-- YOUR TASK --
Could you transcribe the whole listing, keeping every line exactly the same?

-- INFORMATION SUPPLIED --

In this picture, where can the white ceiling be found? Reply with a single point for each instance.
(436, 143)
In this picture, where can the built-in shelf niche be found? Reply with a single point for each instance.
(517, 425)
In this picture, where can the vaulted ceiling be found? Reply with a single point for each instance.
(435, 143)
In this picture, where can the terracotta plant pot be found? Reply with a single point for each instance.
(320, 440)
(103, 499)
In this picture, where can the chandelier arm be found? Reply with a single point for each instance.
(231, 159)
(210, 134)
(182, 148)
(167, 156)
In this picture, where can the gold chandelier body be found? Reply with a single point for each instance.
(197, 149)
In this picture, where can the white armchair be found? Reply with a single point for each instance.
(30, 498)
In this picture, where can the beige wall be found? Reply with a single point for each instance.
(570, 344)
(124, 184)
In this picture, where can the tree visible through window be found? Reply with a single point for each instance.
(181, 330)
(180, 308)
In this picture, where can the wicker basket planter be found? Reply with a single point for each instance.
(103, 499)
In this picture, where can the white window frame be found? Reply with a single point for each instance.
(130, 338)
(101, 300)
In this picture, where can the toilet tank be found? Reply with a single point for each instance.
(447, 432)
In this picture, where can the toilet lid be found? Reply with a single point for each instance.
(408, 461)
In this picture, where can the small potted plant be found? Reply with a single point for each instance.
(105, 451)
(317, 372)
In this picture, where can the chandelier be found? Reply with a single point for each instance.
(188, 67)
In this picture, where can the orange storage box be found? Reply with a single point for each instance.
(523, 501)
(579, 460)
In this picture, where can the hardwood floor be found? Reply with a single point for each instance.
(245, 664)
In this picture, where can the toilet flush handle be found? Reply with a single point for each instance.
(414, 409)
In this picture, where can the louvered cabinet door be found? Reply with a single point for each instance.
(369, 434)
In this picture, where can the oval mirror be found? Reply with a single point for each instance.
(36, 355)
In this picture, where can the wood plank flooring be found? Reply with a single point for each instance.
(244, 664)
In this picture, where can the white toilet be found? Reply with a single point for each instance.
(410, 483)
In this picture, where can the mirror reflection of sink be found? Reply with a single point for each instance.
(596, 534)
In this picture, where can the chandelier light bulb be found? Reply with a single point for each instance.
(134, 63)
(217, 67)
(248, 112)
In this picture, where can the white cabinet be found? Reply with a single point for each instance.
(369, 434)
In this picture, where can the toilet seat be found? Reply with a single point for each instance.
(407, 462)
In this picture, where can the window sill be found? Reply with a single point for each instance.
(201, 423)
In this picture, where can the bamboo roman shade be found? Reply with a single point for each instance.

-- EXERCISE ANSWER --
In this picture, where can the white ceiling be found? Reply with a single point for each instance.
(436, 143)
In this picture, where can the built-in shelf niche be found? Reply with a single point for each instance.
(517, 425)
In this picture, where can the vaulted ceiling be found? Reply with a single point for each instance.
(435, 143)
In this picture, where can the terracotta plant pot be found? Reply with a single point for each instance.
(320, 440)
(103, 499)
In this picture, where can the chandelier arm be found? Reply with a single point for each instance.
(231, 159)
(210, 134)
(182, 148)
(167, 156)
In this picture, where can the gold chandelier body be found? Reply with a single point for each instance.
(197, 149)
In this picture, where can the white armchair be found? Reply with a single point for each instance.
(30, 498)
In this picture, where can the beige wall be found? Reply with a single point for each instance.
(570, 344)
(124, 184)
In this picture, where can the tree visible through window be found? Reply with a single point for each instance.
(181, 330)
(180, 308)
In this picture, where can the wicker basket planter be found? Reply with a single point for each instance.
(103, 499)
In this picture, where can the white window frame be found? Reply with a single point for each instance.
(130, 338)
(101, 300)
In this picture, where can the toilet tank be found? Reply with a single point for each instance.
(447, 432)
In this picture, where can the toilet lid be found? Reply with a single point for each instance.
(408, 461)
In this picture, where can the small potted plant be found? Reply with a single point for each instance.
(105, 451)
(317, 372)
In this picture, where can the chandelier be found? Reply with a single point for each instance.
(188, 67)
In this picture, where can the orange storage box be found? Reply with a single point for each instance.
(523, 501)
(579, 460)
In this picture, where can the hardwood floor be found? Reply with a single point for each instance.
(245, 664)
In this picture, where can the toilet flush handle be found? Reply with a single point for each instance.
(414, 409)
In this picture, where can the louvered cabinet door be found? Reply with a single point for each instance.
(369, 434)
In this picture, where can the oval mirror be found? Reply with a single point for each instance.
(36, 355)
In this picture, where can the wood plank flooring be found? Reply with a single point for each instance.
(244, 664)
In this picture, where can the white toilet be found? Reply with a single point for each instance.
(410, 483)
In this picture, where can the mirror reflection of sink be found? Reply with a single point for each instance.
(596, 534)
In this picture, where can the chandelier light bulb be found? Reply with a single point for each instance.
(134, 63)
(217, 67)
(248, 112)
In this picture, where can the white cabinet be found? Reply with a single point for each instance.
(369, 434)
In this picture, where can the toilet seat be found? Reply with a single point for each instance.
(407, 462)
In this picture, where can the window sill be found? Reply with a single point for each instance.
(201, 423)
In this picture, where can the bamboo roman shade be found? Reply with a single point for each instance.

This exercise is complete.